Rows excerpted from a collection –
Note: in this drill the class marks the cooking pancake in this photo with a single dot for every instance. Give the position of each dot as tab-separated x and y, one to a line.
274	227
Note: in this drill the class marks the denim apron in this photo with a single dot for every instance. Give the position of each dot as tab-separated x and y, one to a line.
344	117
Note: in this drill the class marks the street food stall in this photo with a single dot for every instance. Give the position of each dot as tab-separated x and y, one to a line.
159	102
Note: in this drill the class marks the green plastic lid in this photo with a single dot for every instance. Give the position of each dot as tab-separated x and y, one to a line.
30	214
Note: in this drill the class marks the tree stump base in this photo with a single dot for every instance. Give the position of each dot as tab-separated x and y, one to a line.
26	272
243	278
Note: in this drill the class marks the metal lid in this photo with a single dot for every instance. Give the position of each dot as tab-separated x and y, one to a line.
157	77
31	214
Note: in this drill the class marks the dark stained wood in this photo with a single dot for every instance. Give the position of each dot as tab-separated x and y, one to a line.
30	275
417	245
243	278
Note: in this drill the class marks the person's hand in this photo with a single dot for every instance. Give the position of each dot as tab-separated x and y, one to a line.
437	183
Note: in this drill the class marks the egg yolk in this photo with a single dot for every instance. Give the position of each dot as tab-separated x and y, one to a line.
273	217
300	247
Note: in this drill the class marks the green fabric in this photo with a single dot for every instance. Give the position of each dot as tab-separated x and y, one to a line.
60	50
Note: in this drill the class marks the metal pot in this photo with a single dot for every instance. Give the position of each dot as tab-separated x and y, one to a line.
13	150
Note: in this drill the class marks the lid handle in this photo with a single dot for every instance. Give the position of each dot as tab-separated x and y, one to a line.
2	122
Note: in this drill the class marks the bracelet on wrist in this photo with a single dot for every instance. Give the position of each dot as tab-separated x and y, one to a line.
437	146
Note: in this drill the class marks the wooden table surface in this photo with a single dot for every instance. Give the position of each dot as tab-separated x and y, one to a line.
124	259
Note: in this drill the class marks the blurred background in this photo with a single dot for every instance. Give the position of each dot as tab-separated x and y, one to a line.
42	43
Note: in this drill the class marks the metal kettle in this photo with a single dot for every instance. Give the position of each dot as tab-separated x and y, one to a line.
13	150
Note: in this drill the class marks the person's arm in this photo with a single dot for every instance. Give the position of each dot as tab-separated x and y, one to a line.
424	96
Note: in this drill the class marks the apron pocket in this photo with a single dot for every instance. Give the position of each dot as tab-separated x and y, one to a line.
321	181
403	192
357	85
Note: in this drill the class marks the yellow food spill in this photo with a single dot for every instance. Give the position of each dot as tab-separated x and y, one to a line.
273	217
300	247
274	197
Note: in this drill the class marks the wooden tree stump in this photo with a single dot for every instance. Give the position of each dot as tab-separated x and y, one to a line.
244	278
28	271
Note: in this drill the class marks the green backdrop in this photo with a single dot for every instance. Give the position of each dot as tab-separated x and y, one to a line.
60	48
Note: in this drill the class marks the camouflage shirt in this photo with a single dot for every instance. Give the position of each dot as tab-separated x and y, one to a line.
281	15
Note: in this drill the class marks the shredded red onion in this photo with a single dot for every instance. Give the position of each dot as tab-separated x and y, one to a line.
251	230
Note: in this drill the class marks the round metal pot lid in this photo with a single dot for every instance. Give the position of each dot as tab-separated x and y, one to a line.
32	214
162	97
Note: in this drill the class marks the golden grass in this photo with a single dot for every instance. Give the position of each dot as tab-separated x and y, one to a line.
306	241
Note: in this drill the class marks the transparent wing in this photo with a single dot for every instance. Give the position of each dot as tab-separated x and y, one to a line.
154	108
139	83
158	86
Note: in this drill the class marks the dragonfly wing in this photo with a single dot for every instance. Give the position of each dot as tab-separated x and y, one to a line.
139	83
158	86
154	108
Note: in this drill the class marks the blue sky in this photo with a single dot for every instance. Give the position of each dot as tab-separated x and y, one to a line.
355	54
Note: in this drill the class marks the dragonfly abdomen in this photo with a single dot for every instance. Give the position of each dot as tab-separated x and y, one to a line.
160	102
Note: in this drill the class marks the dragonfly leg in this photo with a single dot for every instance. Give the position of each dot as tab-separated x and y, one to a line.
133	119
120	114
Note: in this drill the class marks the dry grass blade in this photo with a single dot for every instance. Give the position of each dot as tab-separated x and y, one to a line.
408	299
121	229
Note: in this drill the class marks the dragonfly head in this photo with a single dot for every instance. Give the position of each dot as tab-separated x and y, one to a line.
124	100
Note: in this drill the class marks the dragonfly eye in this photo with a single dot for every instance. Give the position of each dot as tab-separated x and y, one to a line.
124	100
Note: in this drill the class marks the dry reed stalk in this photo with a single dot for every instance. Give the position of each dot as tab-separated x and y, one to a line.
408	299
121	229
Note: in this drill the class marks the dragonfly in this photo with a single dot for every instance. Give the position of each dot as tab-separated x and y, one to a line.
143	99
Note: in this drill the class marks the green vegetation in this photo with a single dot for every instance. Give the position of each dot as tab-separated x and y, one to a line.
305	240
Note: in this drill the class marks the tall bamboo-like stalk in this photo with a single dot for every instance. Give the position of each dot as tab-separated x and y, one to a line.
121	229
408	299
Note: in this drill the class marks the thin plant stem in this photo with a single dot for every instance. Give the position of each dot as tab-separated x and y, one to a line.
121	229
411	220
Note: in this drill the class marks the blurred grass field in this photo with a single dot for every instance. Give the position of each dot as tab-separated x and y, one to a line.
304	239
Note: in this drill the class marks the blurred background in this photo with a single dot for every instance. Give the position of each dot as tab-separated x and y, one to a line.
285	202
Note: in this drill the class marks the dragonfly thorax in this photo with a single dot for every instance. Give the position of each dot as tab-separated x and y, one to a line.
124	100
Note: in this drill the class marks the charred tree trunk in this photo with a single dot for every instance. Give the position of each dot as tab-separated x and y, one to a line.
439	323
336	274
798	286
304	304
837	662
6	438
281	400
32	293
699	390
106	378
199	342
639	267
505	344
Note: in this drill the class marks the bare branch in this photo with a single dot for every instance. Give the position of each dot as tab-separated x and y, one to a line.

WHAT NEEDS TO BE DONE – Please render everything from the row containing "Note: in this drill the class marks the thin" down to the last row as a Markdown table with the columns No and Text, where No numbers each row and Text holds that row. Leave out any blank lines.

COMPLETE ANSWER –
| No | Text |
|---|---|
| 1 | Note: in this drill the class marks the thin plant stem in this photo with a single dot for every instance. Give the position of each dot as tab-separated x and y, one to a line. |
| 2 | 121	229 |
| 3 | 411	220 |
| 4 | Note: in this drill the class marks the blurred grass field in this photo with a single dot for every instance. Give the position of each dot as tab-separated x and y, one to a line. |
| 5 | 304	239 |
| 6 | Note: in this drill the class marks the blurred background in this photo with a single dot for every instance. Give the position of each dot as tab-separated x and y, one to a line. |
| 7 | 285	202 |
| 8 | Note: in this drill the class marks the dragonfly thorax in this photo with a single dot for every instance. Give the position of each dot as tab-separated x and y, one to a line. |
| 9 | 124	100 |
| 10 | Note: in this drill the class marks the charred tree trunk in this photo with a single dot for every instance. Give the position of each dot as tab-separated x and y, one to a line. |
| 11 | 439	323 |
| 12 | 336	274 |
| 13 | 798	286 |
| 14 | 304	304 |
| 15 | 837	662 |
| 16 | 6	438 |
| 17 | 281	400 |
| 18 | 32	293 |
| 19 | 699	390 |
| 20 | 106	378 |
| 21 | 199	342 |
| 22 | 639	267 |
| 23 | 505	344 |
| 24 | Note: in this drill the class marks the bare branch in this photo with a single dot for every instance. Give the position of each dot as tab-separated x and y, one to a line. |